begin Source material

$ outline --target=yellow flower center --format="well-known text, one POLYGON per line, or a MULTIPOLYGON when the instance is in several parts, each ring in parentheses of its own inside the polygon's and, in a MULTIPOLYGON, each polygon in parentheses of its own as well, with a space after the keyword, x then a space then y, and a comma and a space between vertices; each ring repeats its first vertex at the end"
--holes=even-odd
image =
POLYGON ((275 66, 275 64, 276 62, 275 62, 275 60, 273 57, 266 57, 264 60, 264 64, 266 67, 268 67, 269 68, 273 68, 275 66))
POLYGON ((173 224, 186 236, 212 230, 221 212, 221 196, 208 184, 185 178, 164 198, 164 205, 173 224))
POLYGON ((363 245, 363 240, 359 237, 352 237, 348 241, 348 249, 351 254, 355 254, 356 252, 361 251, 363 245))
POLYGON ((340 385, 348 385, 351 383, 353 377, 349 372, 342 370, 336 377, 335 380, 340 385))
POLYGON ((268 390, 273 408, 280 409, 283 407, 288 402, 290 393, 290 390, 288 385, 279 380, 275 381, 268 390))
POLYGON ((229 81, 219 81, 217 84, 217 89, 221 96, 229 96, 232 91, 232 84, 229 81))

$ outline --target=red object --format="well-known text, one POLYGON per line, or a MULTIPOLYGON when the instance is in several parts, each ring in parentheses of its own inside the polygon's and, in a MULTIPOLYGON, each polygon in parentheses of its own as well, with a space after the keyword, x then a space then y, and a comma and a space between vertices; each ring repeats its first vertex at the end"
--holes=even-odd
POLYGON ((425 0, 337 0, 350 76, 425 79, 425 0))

end Source material

Problem details » Copy the entries from their first line through the line containing "POLYGON ((363 245, 363", substituting "white flower center" for "yellow flower center" and leaving everything else unchanged.

Response to the task »
$ outline --target=white flower center --format="well-known text, one POLYGON per line, or a MULTIPOLYGON when the instance is in several parts, each ring in parentheses of its own inside the polygon's and, in a MULTIPOLYGON, each polygon in parentheses of its own as well, with a space after the keyword, x then a space then y, and a comma and a space between vertices; each ring repeats its first vertex at the end"
--holes=even-odd
image =
POLYGON ((275 66, 275 64, 276 62, 275 62, 275 60, 273 57, 266 57, 264 60, 264 64, 266 67, 268 67, 269 68, 273 68, 275 66))
POLYGON ((173 224, 186 236, 212 230, 221 212, 221 196, 208 184, 185 178, 164 198, 164 205, 173 224))
POLYGON ((363 245, 363 240, 359 237, 352 237, 348 241, 348 249, 351 254, 355 254, 356 252, 361 251, 363 245))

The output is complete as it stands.